WHAT TO DO: Everything in the data should be repeated exactly, save for the images.

--- Start STORED DATA ---

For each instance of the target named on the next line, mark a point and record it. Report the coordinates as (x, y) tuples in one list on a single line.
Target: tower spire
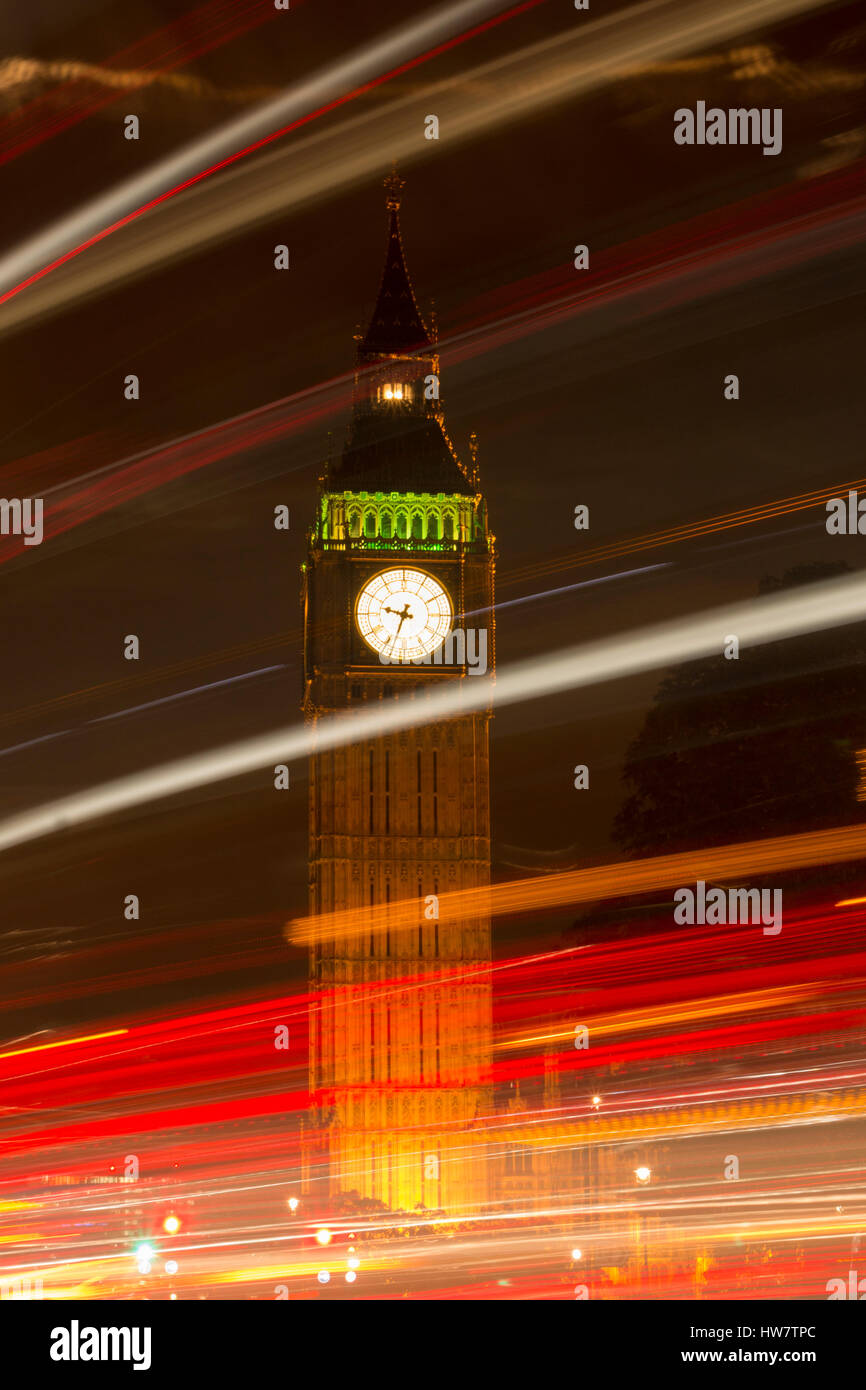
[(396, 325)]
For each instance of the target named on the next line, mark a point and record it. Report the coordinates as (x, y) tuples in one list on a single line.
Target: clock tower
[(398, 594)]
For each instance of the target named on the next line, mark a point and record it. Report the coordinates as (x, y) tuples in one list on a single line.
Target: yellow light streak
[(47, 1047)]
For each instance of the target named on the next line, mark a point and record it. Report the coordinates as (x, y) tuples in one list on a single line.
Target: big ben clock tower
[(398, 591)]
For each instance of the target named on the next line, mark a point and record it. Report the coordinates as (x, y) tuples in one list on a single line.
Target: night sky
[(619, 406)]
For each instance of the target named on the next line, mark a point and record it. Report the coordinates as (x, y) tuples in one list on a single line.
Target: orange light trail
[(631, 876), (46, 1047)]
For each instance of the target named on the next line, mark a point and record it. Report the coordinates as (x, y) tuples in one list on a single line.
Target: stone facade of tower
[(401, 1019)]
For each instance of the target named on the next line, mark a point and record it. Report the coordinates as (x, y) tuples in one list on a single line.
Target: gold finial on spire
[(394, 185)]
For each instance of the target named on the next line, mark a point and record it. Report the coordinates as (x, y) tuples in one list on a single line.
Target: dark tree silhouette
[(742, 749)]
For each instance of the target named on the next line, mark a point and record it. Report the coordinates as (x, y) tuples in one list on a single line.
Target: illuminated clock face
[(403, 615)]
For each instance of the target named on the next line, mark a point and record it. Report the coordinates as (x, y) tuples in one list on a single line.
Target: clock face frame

--- End STORED DATA ---

OUTPUT FOR THIS EXERCISE:
For each instance of the target named on the next line, mark a point and record it. Report the coordinates as (x, y) tuples in one list on a single line.
Target: tower spire
[(396, 325)]
For each instance of the target named on the next line, mark a point and record it. Report the coordinates as (x, y) tuples in one list on a single line.
Target: clock tower
[(398, 594)]
For each instance of the target named on the next line, mark a point and record it. Report the coordinates as (x, y) tuples in one list on a single line.
Target: yellow light streak
[(47, 1047)]
For each instance of the target named on the next line, mark a point and record it. Report the coordinates as (x, y) tuples in one list on a single line.
Target: big ben clock tower
[(398, 591)]
For each instance of the target named on the next line, mark a point and record it. Report the coordinates as (x, y) tuples in one list on a single line.
Target: night sky
[(619, 406)]
For each instance of the target named on the next line, mark a point and record it. Report the coordinates as (x, y) tuples in one list on a single line.
Target: orange light trail
[(631, 876), (46, 1047)]
For each instance of the target named on the next line, mark a point and record it. Report the coordinates as (x, y) tuples in one list on a single line.
Target: stone facade of tower
[(401, 1019)]
For each instance of the target named on the next line, mark a point and record it. Report the coordinates as (x, y) tuples in one list on a single line.
Target: gold finial on spire
[(394, 185)]
For each instance of the target named on the next line, mark a point and record it. Report the coordinates as (x, y) tuples in one list on a single line.
Target: dark tree silhouette
[(742, 749)]
For each instance of the target named on the next line, mark a point and record it. Report the coordinates as (x, y) tuples in one list on a single line.
Target: illuminated clock face
[(403, 615)]
For each instance of the target named on the next line, mark a point and record it. Report the coordinates as (x, y) tuples in one list on a single line.
Target: clock face frame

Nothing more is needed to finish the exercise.